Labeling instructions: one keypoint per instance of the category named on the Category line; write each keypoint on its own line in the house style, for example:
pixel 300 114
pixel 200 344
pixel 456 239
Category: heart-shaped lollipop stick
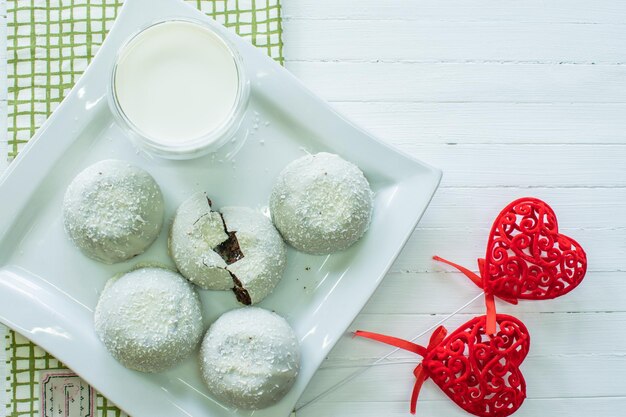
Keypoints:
pixel 527 258
pixel 478 371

### Your objective
Copy every line of the listing above word for word, leaving out the pictures.

### Answer
Labeling instructions: one keypoint per instance of the category named on the Category line; write each keypoint on its own line in the house style, for example:
pixel 300 114
pixel 200 344
pixel 456 239
Category: heart-shaped lollipop stick
Keypoints:
pixel 527 258
pixel 478 371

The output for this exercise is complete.